What this task involves:
Quote the news story below about the two skating sisters in full, word for word.

── Source text

CHICAGO (CBS) — Return to the rink. COVID-19 forced many skating arenas to close until the last fall, and in-person competitions only just started up again, but some skaters left the sport all together.

CBS 2 Morning Insider Lauren Victory introduces us to two sisters more dedicated than ever at Kankakee Valley Park District.

They never stopped lacing up even when their rink shut down for six months. The pandemic may have sent their favorite activity into a tailspin, but Millie and Maddie Nichols took their jumps to the grass. Yes, grass, where they choreographed and recorded a dance for an April 2020 exhibition.

“You don’t think about how much momentum you need to really get up in the air until you can’t get any,” said Millie Nichols, an 8th grader.

By summer, the girls were back on the ice, but it was synthetic and installed in their garage amid boxes and bicycles.

A bit crammed, but 5th grader Maddie will tell you practice makes perfect and more.

────
── Information supplied

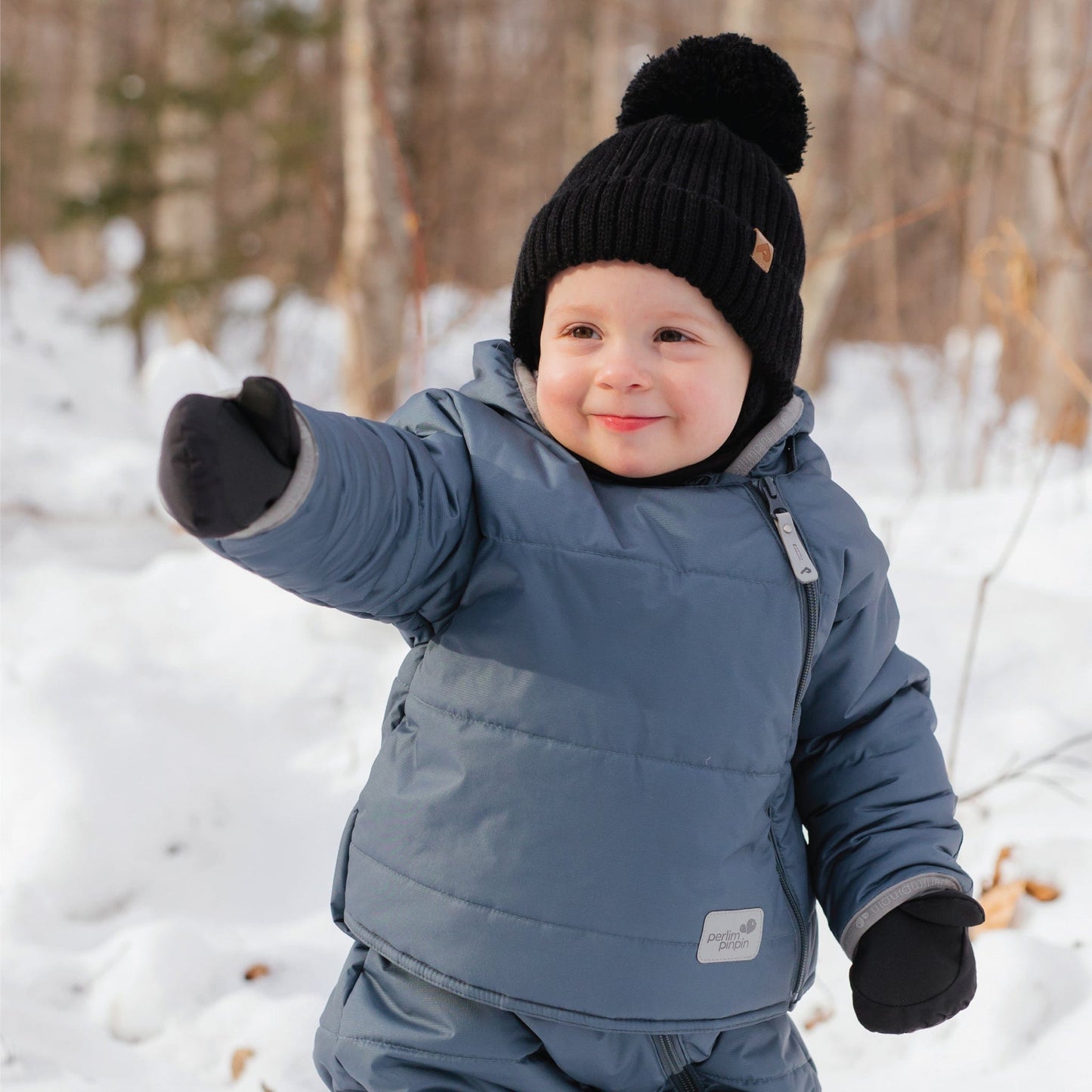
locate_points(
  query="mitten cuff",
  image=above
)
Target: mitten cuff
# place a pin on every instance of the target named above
(299, 485)
(887, 901)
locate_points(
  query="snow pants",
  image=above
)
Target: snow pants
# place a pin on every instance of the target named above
(385, 1030)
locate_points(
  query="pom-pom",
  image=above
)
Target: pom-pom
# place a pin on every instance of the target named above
(731, 79)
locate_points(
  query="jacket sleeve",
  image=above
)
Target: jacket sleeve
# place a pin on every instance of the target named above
(379, 520)
(869, 775)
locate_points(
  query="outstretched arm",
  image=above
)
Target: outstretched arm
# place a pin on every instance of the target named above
(874, 794)
(375, 520)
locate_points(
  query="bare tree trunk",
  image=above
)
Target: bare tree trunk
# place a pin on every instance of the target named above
(577, 56)
(79, 248)
(608, 80)
(370, 283)
(184, 214)
(1063, 272)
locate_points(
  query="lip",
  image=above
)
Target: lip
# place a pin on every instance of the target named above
(620, 424)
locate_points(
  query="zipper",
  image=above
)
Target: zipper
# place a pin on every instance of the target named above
(674, 1062)
(804, 571)
(807, 577)
(804, 937)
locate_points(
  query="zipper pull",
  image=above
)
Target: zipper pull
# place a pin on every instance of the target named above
(802, 565)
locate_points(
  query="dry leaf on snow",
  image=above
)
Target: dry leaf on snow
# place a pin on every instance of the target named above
(240, 1060)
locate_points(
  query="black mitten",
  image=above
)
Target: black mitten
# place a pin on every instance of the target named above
(225, 461)
(914, 967)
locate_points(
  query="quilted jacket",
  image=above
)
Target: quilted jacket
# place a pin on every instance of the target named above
(621, 709)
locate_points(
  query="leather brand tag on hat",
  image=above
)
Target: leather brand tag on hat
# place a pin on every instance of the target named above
(763, 255)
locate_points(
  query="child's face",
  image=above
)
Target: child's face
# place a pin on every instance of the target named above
(623, 340)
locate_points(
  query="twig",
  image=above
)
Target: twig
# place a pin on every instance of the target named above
(1023, 768)
(893, 223)
(981, 605)
(858, 54)
(411, 223)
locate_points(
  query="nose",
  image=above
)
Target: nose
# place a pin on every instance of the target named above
(623, 368)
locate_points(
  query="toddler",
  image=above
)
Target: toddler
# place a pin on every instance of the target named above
(651, 643)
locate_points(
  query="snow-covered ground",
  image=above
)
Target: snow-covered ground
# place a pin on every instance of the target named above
(183, 741)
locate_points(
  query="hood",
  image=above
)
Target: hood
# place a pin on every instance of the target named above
(508, 385)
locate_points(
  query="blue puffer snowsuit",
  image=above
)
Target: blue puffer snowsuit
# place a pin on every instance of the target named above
(618, 708)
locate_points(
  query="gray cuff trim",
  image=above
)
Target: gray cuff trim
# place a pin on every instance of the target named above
(887, 901)
(299, 486)
(751, 456)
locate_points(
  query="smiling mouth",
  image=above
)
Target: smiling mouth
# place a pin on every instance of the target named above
(620, 424)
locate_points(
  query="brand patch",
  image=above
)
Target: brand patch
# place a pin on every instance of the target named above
(731, 935)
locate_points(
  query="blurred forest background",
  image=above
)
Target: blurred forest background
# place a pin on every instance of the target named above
(363, 150)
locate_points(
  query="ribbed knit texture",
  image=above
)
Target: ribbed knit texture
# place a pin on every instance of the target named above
(686, 196)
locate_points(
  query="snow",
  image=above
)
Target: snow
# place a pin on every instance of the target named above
(183, 741)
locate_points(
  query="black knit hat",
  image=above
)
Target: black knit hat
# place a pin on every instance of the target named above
(694, 183)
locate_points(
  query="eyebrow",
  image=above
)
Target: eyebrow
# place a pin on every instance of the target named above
(592, 309)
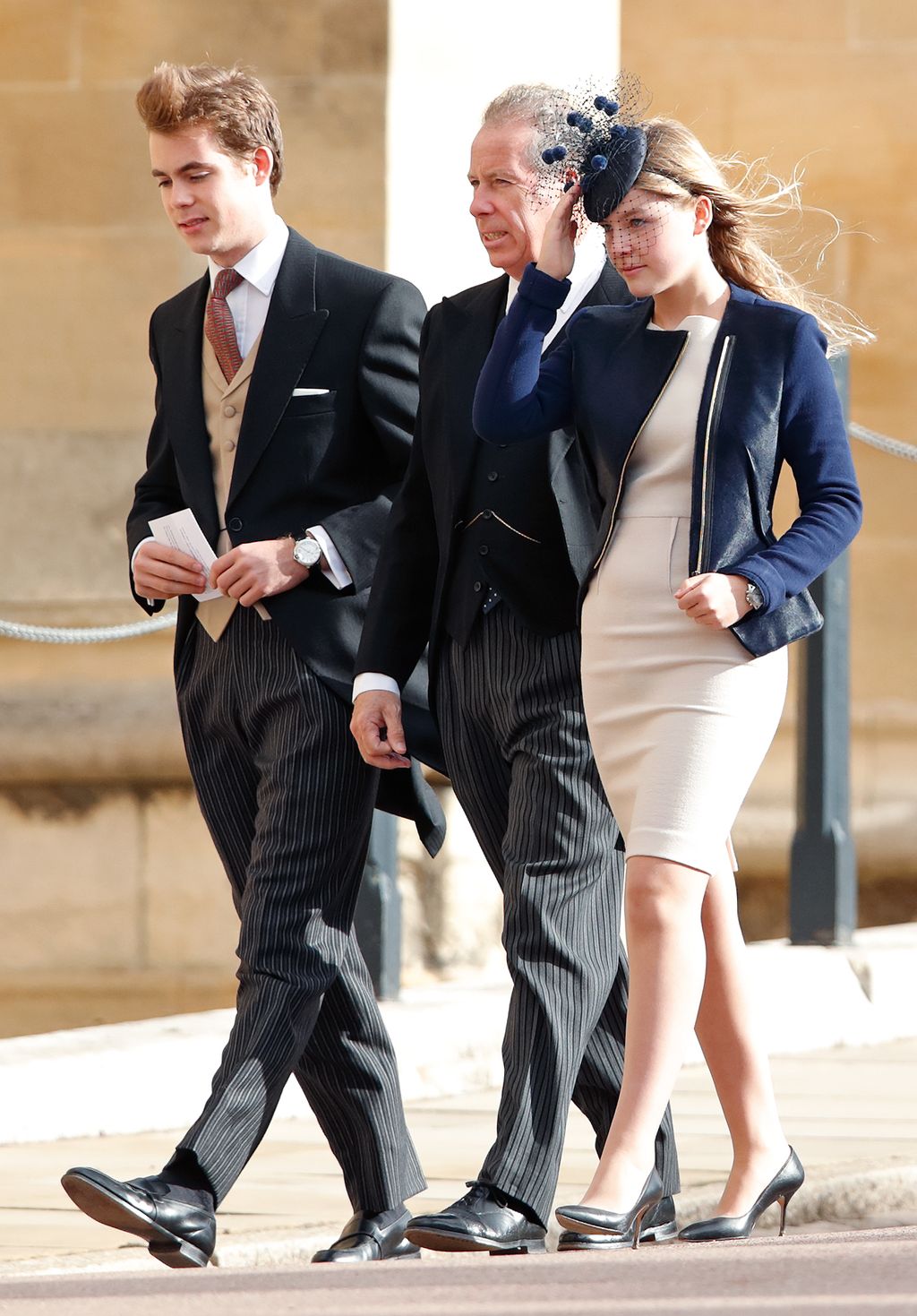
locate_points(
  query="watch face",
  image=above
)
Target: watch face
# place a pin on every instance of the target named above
(307, 552)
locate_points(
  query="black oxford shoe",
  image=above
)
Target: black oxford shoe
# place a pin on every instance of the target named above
(658, 1226)
(179, 1234)
(479, 1221)
(364, 1237)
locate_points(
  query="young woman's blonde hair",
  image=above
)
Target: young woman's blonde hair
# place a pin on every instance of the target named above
(679, 168)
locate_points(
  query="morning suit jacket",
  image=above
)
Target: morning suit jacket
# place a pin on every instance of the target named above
(768, 398)
(331, 460)
(409, 591)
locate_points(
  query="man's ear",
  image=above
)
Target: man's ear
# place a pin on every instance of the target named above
(703, 215)
(263, 162)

────

Result for this task:
CHICAGO (CBS) — Return to the rink. COVID-19 forced many skating arenas to close until the last fall, and in-person competitions only just started up again, but some skaters left the sport all together.

CBS 2 Morning Insider Lauren Victory introduces us to two sisters more dedicated than ever at Kankakee Valley Park District.

They never stopped lacing up even when their rink shut down for six months. The pandemic may have sent their favorite activity into a tailspin, but Millie and Maddie Nichols took their jumps to the grass. Yes, grass, where they choreographed and recorded a dance for an April 2020 exhibition.

“You don’t think about how much momentum you need to really get up in the air until you can’t get any,” said Millie Nichols, an 8th grader.

By summer, the girls were back on the ice, but it was synthetic and installed in their garage amid boxes and bicycles.

A bit crammed, but 5th grader Maddie will tell you practice makes perfect and more.